- **Problem**
Count the lines in the records below that contain the string "house". Reply with the number only.

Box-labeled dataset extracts
===

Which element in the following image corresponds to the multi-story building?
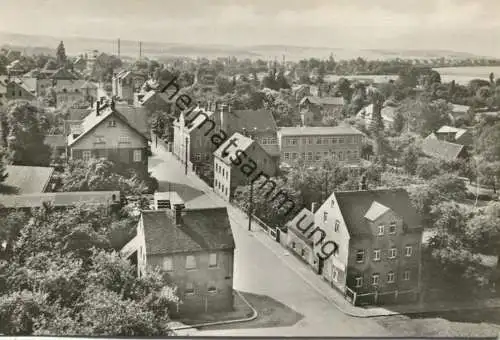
[278,126,364,165]
[310,189,423,304]
[67,101,148,174]
[121,198,235,315]
[214,133,278,201]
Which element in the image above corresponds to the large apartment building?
[278,126,364,165]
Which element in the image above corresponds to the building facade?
[278,126,364,165]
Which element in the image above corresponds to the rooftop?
[142,207,235,255]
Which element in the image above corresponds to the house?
[356,104,396,130]
[0,76,36,105]
[434,125,474,146]
[0,165,54,195]
[121,203,235,315]
[213,132,278,201]
[67,101,148,174]
[286,208,314,266]
[299,96,345,115]
[0,191,120,210]
[421,134,468,162]
[278,125,364,165]
[312,189,423,305]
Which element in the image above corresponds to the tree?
[56,41,67,67]
[4,102,51,166]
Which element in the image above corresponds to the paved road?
[150,143,391,336]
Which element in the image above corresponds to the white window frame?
[377,224,385,236]
[133,150,142,163]
[185,255,196,270]
[208,253,219,268]
[162,256,174,272]
[389,248,398,259]
[356,250,365,263]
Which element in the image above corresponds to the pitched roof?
[227,109,278,131]
[0,191,120,208]
[0,165,54,195]
[334,189,421,236]
[278,125,363,136]
[142,207,235,255]
[421,136,465,161]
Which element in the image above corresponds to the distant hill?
[0,32,492,61]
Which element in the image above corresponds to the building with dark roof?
[302,189,423,304]
[121,198,235,314]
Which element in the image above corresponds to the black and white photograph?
[0,0,500,339]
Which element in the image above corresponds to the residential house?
[0,191,121,211]
[0,76,36,105]
[213,132,278,201]
[286,208,314,266]
[67,97,148,174]
[278,125,364,165]
[356,104,396,130]
[421,134,468,162]
[0,165,54,195]
[433,125,474,146]
[309,189,423,305]
[121,203,235,315]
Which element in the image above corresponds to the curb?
[170,290,259,331]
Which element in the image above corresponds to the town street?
[150,143,391,336]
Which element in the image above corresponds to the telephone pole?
[248,180,253,231]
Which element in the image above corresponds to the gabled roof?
[0,191,120,208]
[334,189,421,236]
[142,207,235,255]
[0,165,54,195]
[214,132,256,164]
[365,201,391,222]
[421,136,465,161]
[68,104,148,146]
[278,125,363,136]
[227,109,278,131]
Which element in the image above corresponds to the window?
[356,250,365,263]
[207,281,217,293]
[134,150,142,162]
[389,222,396,234]
[378,225,384,235]
[185,282,194,295]
[120,136,130,144]
[208,253,217,268]
[186,255,196,269]
[163,256,173,272]
[332,267,339,282]
[82,150,92,162]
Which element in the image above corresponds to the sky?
[0,0,500,57]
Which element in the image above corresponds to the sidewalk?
[153,141,500,318]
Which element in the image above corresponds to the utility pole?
[248,180,253,231]
[184,137,188,175]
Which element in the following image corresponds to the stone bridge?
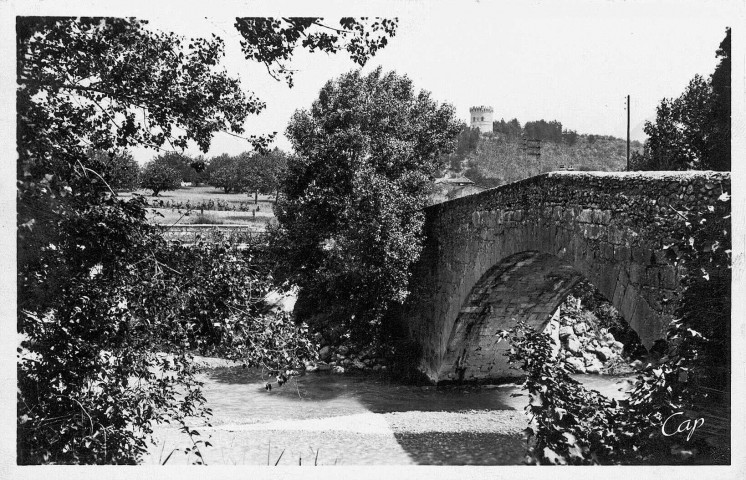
[403,172,730,383]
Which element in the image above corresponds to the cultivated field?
[119,186,275,230]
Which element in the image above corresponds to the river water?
[145,367,622,465]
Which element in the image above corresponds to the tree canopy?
[275,68,461,342]
[630,28,731,170]
[140,157,181,197]
[16,17,396,464]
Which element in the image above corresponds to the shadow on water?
[394,432,526,465]
[201,367,522,413]
[198,367,525,465]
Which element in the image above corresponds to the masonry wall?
[403,172,730,382]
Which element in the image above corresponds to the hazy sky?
[7,0,735,161]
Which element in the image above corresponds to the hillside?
[451,134,642,187]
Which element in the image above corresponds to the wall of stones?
[403,172,730,381]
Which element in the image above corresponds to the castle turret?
[469,105,492,133]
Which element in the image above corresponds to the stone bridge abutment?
[403,172,730,382]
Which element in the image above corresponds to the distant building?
[469,105,493,133]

===

- **The output**
2